Exercise description -> Among the records that follow, find each line holding the word "towel" and copy it.

Data records ->
--------------------
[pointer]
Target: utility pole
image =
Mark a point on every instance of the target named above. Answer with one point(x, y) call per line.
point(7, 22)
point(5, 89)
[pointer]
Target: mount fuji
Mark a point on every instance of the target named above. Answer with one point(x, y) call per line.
--------------------
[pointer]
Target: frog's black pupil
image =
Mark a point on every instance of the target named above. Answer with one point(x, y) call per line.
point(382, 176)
--------------------
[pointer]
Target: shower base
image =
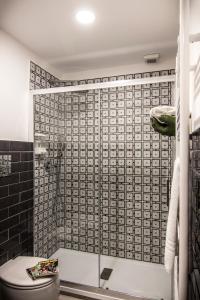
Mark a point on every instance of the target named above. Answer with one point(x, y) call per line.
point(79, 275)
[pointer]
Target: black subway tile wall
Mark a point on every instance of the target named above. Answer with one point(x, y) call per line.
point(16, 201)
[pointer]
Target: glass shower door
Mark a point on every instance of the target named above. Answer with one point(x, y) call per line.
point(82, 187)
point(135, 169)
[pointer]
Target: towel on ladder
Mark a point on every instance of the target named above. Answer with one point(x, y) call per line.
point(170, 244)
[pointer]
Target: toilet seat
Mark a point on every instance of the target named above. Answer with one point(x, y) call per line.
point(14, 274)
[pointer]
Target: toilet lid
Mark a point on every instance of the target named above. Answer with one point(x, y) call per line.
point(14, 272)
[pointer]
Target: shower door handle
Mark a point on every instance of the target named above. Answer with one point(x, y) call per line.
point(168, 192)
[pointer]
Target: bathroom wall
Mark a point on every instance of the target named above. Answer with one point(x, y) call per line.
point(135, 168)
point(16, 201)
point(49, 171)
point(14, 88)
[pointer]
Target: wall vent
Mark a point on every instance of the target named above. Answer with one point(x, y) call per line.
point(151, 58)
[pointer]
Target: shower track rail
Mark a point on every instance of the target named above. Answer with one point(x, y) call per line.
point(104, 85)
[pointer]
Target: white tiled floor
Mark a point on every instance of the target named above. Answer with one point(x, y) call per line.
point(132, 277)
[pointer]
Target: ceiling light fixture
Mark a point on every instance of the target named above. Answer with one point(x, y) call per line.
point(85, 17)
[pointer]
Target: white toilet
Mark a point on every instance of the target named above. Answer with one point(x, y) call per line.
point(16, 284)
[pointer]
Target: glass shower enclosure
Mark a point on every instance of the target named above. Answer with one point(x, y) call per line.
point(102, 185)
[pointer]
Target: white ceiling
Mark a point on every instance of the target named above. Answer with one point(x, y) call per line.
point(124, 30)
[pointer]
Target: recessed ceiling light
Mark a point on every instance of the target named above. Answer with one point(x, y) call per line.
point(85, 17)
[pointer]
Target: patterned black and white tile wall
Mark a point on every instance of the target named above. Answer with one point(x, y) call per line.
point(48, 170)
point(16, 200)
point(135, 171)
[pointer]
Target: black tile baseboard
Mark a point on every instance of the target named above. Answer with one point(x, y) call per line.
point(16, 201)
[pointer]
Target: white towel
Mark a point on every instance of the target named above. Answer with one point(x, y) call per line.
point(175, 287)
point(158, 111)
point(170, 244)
--------------------
Response box ->
Target: towel on ladder
Target: white towel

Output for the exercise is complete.